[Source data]
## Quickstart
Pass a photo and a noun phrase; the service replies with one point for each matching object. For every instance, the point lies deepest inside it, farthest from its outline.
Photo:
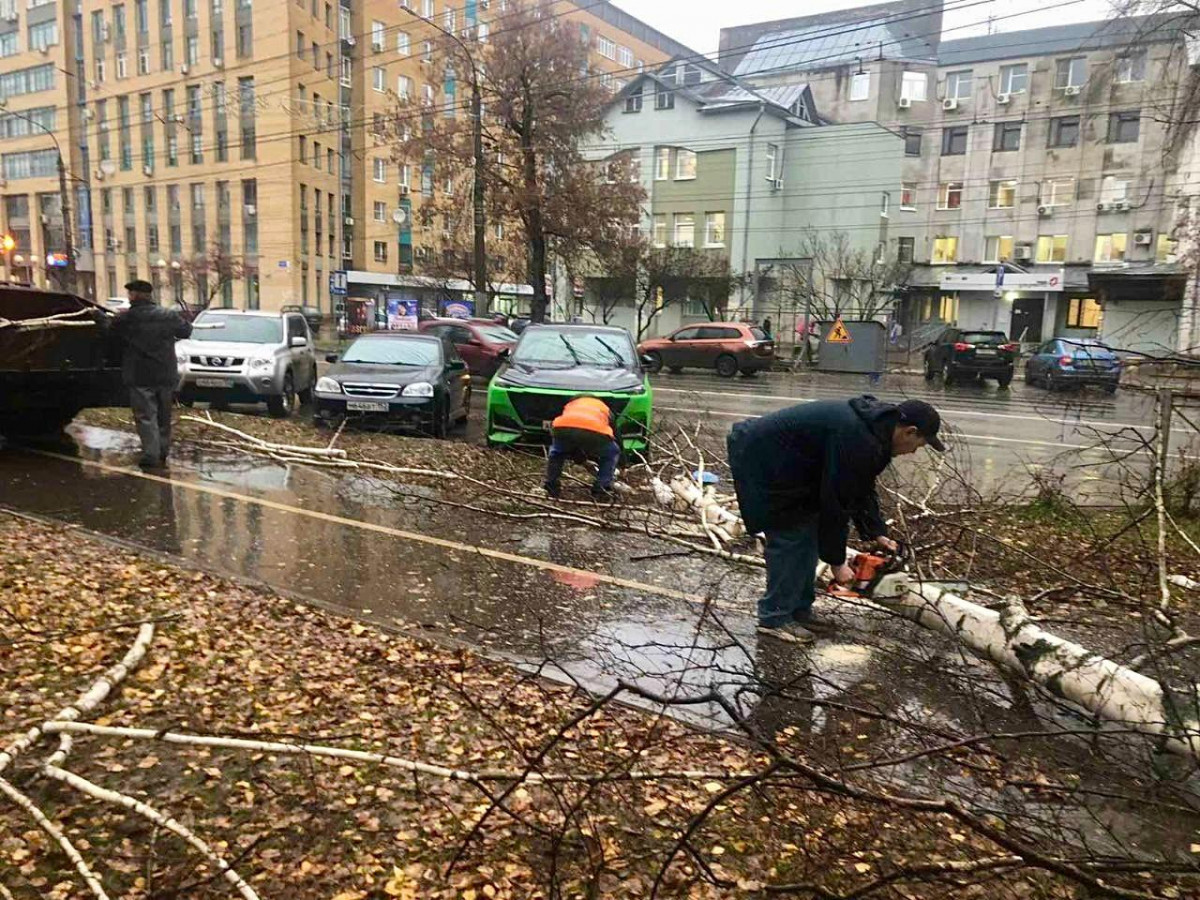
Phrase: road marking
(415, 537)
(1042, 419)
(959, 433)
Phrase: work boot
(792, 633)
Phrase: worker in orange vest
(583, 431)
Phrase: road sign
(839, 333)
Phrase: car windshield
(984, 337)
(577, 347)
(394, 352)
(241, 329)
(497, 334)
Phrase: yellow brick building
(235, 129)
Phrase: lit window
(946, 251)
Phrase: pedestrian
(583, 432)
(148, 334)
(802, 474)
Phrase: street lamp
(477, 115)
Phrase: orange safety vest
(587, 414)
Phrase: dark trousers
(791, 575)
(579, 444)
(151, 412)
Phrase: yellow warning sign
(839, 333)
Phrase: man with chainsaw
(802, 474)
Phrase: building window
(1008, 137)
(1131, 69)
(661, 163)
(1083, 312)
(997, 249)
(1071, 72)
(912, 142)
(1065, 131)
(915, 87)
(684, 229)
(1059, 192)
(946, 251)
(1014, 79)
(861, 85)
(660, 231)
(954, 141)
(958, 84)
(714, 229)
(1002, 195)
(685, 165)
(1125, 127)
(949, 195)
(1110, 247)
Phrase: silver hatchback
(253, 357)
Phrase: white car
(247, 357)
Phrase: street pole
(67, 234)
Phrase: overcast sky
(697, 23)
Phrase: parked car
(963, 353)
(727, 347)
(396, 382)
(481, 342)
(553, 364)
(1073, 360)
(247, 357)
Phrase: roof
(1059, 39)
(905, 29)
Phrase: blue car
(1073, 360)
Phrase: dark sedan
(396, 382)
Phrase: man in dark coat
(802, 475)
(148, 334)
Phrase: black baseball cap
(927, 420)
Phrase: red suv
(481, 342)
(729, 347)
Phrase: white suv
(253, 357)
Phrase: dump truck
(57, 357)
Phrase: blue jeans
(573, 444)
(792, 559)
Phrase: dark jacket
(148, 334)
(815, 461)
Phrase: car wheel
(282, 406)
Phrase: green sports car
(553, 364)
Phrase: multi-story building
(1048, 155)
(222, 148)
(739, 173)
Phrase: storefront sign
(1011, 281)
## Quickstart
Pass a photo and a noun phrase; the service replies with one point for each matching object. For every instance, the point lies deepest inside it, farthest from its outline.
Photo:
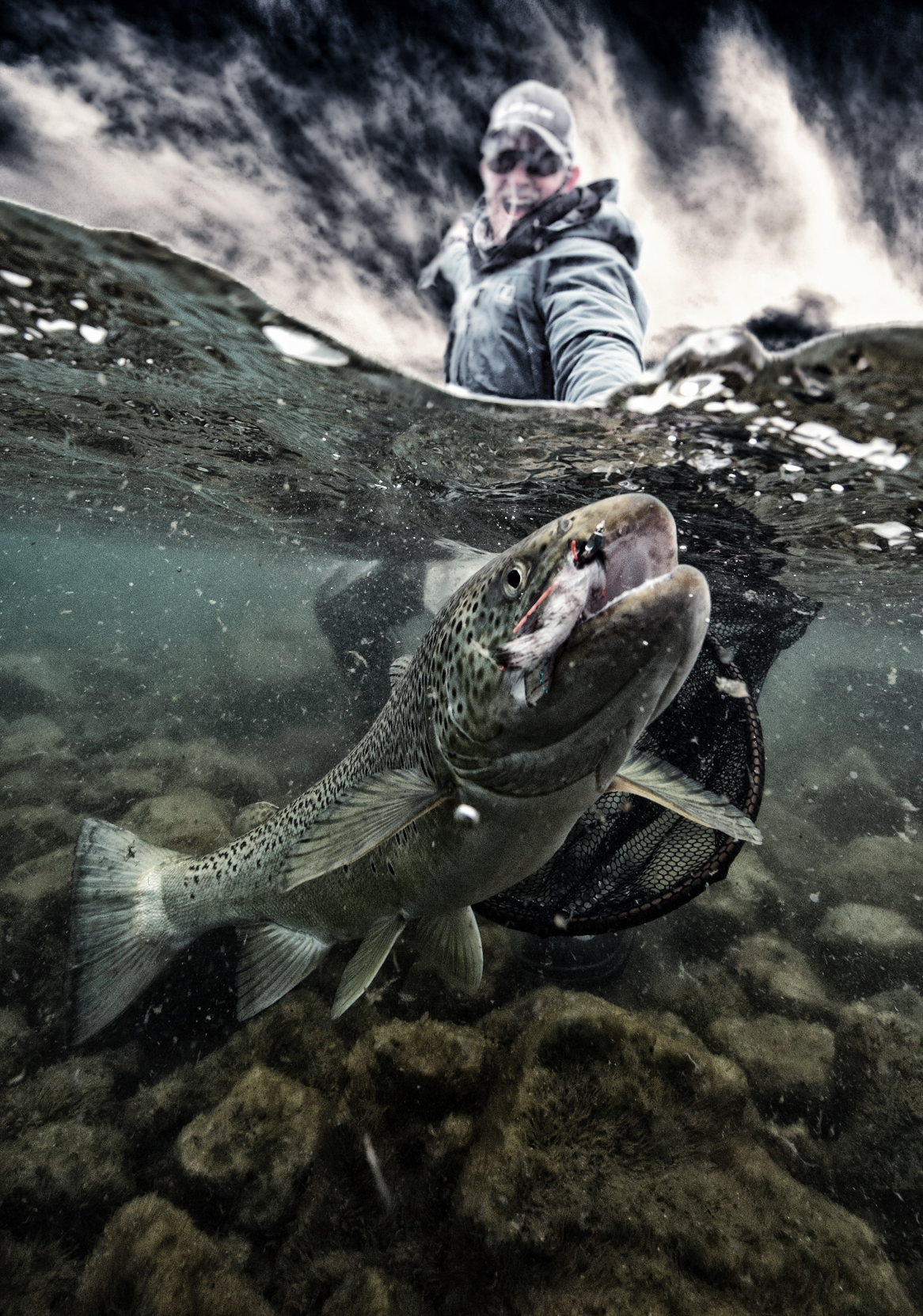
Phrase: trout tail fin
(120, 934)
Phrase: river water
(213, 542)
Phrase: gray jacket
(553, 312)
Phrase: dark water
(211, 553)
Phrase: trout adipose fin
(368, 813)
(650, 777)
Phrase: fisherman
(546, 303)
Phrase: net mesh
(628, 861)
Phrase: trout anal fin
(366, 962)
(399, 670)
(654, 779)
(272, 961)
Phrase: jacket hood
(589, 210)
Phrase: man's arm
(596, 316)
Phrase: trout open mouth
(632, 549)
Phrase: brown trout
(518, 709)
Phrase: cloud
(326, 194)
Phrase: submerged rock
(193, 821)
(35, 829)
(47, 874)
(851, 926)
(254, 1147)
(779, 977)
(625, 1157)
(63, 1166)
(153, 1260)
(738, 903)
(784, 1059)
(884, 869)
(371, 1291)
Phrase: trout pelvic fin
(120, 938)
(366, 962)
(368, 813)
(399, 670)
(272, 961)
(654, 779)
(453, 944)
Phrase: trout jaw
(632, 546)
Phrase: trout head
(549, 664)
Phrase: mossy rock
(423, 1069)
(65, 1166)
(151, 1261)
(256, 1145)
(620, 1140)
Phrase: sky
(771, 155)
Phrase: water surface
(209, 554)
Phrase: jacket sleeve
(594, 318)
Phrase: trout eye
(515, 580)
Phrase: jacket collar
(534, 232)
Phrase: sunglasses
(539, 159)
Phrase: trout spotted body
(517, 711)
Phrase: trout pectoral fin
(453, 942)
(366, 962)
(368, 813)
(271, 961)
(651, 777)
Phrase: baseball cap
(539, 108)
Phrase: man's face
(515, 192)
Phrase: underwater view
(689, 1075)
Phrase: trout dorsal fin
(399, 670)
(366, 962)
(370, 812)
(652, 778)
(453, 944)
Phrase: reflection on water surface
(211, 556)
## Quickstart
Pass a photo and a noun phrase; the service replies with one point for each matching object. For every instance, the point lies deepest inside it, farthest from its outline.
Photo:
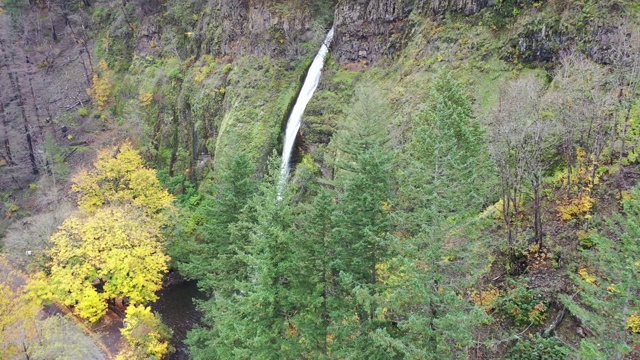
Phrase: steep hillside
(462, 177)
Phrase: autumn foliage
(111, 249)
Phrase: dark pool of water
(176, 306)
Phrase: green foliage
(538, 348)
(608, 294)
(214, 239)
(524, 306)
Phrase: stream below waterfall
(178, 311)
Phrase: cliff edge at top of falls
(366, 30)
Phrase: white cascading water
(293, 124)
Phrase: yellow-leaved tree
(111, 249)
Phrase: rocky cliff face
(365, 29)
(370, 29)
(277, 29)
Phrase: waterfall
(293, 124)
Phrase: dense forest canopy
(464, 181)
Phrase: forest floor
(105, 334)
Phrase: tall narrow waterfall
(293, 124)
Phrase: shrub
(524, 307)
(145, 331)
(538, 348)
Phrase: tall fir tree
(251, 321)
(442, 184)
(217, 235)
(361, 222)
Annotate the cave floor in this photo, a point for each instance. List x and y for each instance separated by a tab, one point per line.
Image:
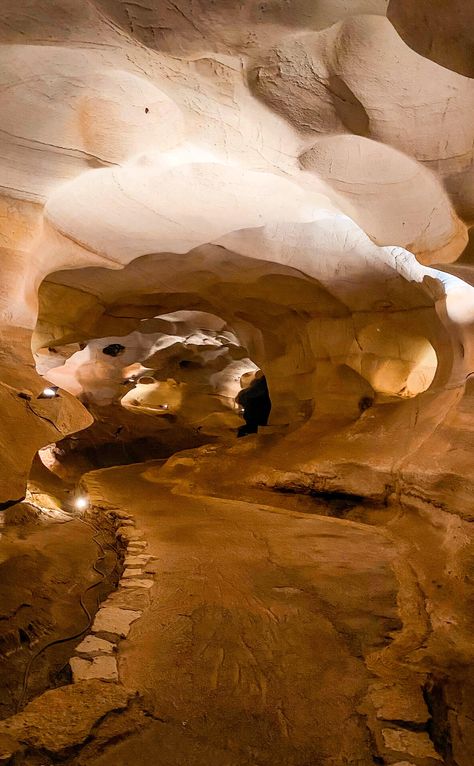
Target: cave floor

* **YOUR INSTRUCTIONS**: Restate each entry exactly, omitting pictures.

* **THE ANSWER**:
## Quickstart
Pass a photo and a noun phrase; the service replies with one point for each matching object. For every instance, the point lies deepest inside it, farthest from its outline.
Photo:
Phrase: road marking
(415, 537)
(1042, 419)
(959, 433)
Phrase: work boot
(792, 633)
Phrase: worker in orange vest
(583, 431)
Phrase: road sign
(839, 333)
Phrase: car windshield
(984, 337)
(577, 347)
(394, 352)
(241, 329)
(497, 334)
Phrase: yellow brick building
(235, 129)
Phrase: lit window
(946, 251)
Phrase: pedestrian
(583, 432)
(148, 334)
(802, 474)
Phrase: street lamp
(477, 115)
Phrase: orange safety vest
(587, 414)
Phrase: dark trousers
(791, 575)
(579, 444)
(151, 412)
Phrase: yellow warning sign
(839, 333)
Phrase: man with chainsaw
(802, 474)
Phrase: building window
(1008, 137)
(1131, 69)
(661, 163)
(1083, 312)
(997, 249)
(1071, 72)
(912, 142)
(1065, 131)
(915, 87)
(684, 229)
(1059, 192)
(946, 251)
(1014, 79)
(861, 85)
(660, 231)
(954, 141)
(958, 84)
(714, 229)
(1002, 195)
(685, 165)
(1125, 127)
(949, 195)
(1110, 247)
Phrase: silver hatchback
(253, 357)
Phrase: white car
(247, 357)
Phrase: street pole
(67, 234)
Phrase: overcast sky
(697, 23)
Phrase: parked car
(963, 353)
(727, 347)
(396, 382)
(481, 342)
(553, 364)
(1073, 360)
(247, 357)
Phrase: roof
(1059, 39)
(905, 29)
Phrase: blue car
(1073, 360)
Phrase: dark sedan
(396, 382)
Phrase: man in dark coat
(802, 475)
(148, 334)
Phrase: black baseball cap
(927, 420)
Phrase: red suv
(481, 342)
(729, 347)
Phrase: white suv
(253, 357)
Phrase: dump truck
(57, 357)
Phrase: blue jeans
(573, 444)
(792, 559)
Phrase: dark jacket
(148, 334)
(815, 461)
Phrase: car wheel
(282, 406)
Phrase: green sports car
(553, 364)
Phrase: multi-story building
(1048, 155)
(222, 148)
(739, 173)
Phrase: storefront sign
(1011, 281)
## Quickstart
Pass a photo and a noun phrase; the service replies with one point for each matching object. For every instance, the point lies deepest inside it, farthest from its outline.
Photo:
Phrase: trout tail fin
(120, 934)
Phrase: river water
(213, 542)
Phrase: gray jacket
(553, 312)
Phrase: dark water
(211, 553)
Phrase: trout adipose fin
(368, 813)
(650, 777)
Phrase: fisherman
(546, 303)
Phrase: net mesh
(628, 861)
Phrase: trout anal fin
(366, 962)
(399, 670)
(654, 779)
(272, 961)
Phrase: jacket hood
(589, 210)
Phrase: man's arm
(596, 316)
Phrase: trout open mouth
(632, 549)
Phrase: brown trout
(518, 709)
Phrase: cloud
(326, 194)
Phrase: submerged rock
(193, 821)
(35, 829)
(47, 874)
(851, 926)
(254, 1147)
(779, 977)
(625, 1157)
(63, 1166)
(153, 1260)
(738, 903)
(784, 1059)
(884, 869)
(371, 1291)
Phrase: trout pelvic fin
(120, 938)
(366, 962)
(368, 813)
(399, 670)
(272, 961)
(654, 779)
(453, 944)
Phrase: trout jaw
(632, 546)
Phrase: trout head
(549, 664)
Phrase: mossy rock
(423, 1069)
(65, 1166)
(151, 1261)
(256, 1145)
(620, 1140)
Phrase: sky
(771, 155)
Phrase: water surface
(209, 554)
Phrase: jacket sleeve
(594, 318)
Phrase: trout eye
(515, 580)
Phrase: jacket collar
(534, 232)
Phrase: sunglasses
(539, 159)
Phrase: trout spotted body
(517, 711)
Phrase: trout pectoral fin
(453, 942)
(366, 962)
(368, 813)
(271, 961)
(651, 777)
Phrase: baseball cap
(539, 108)
Phrase: man's face
(515, 192)
Phrase: underwater view
(689, 1075)
Phrase: trout dorsal fin
(399, 670)
(366, 962)
(370, 812)
(652, 778)
(453, 944)
Phrase: reflection on water surface
(211, 556)
## Quickstart
Pass a photo and a noun phrase; the service replies with one point for each matching object. For every instance, the point lies deepest inside it, farthest from its outline.
Photo:
Phrase: steep hillside
(462, 177)
Phrase: autumn foliage
(111, 249)
Phrase: dark pool of water
(176, 306)
Phrase: green foliage
(538, 348)
(608, 294)
(214, 239)
(524, 306)
Phrase: stream below waterfall
(178, 311)
Phrase: cliff edge at top of falls
(366, 30)
Phrase: white cascading water
(293, 124)
Phrase: yellow-leaved tree
(111, 249)
Phrase: rocky cliff face
(365, 29)
(370, 29)
(277, 29)
Phrase: waterfall
(293, 124)
Phrase: dense forest canopy
(464, 181)
Phrase: forest floor
(105, 334)
Phrase: tall narrow waterfall
(293, 124)
Phrase: shrub
(524, 307)
(145, 331)
(538, 348)
Phrase: tall fir tree
(251, 321)
(442, 184)
(217, 235)
(361, 222)
Annotate the cave floor in this photo, a point for each instance. List x and y for each instance separated by a tab, one point per line.
Image:
Target: cave floor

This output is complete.